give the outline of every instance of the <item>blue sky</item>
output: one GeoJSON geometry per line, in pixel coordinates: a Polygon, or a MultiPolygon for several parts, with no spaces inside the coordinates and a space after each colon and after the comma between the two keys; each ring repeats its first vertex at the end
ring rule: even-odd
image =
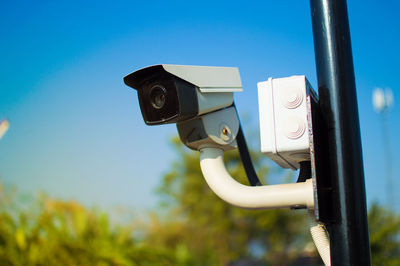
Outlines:
{"type": "MultiPolygon", "coordinates": [[[[371,94],[377,86],[394,92],[395,155],[400,19],[397,1],[382,3],[349,1],[349,16],[367,196],[385,203],[371,94]]],[[[154,189],[176,159],[175,126],[145,126],[136,92],[122,82],[133,70],[239,67],[244,91],[235,102],[257,130],[257,82],[305,74],[316,89],[308,1],[0,1],[0,36],[0,118],[10,121],[0,141],[2,182],[87,205],[155,206],[154,189]]]]}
------------
▸ ACTIVITY
Every entry above should be written out again verbatim, with no pictures included.

▸ EXERCISE SOLUTION
give the outline of every instance of the <item>blue sky</item>
output: one GeoJSON geometry per line, in pixel coordinates: a Polygon, or a MultiPolygon for several parts, with no spaces inside the coordinates and a space after each colon and after the comma between the two keys; each ring repeats its first vertex at the end
ring rule: even-odd
image =
Outlines:
{"type": "MultiPolygon", "coordinates": [[[[371,94],[377,86],[394,92],[395,155],[400,19],[397,1],[382,3],[349,1],[349,16],[367,196],[385,203],[371,94]]],[[[154,189],[176,159],[175,126],[145,126],[136,92],[122,82],[133,70],[239,67],[244,91],[235,102],[257,130],[257,82],[305,74],[316,89],[308,1],[0,1],[0,36],[0,118],[10,121],[0,141],[2,182],[87,205],[155,206],[154,189]]]]}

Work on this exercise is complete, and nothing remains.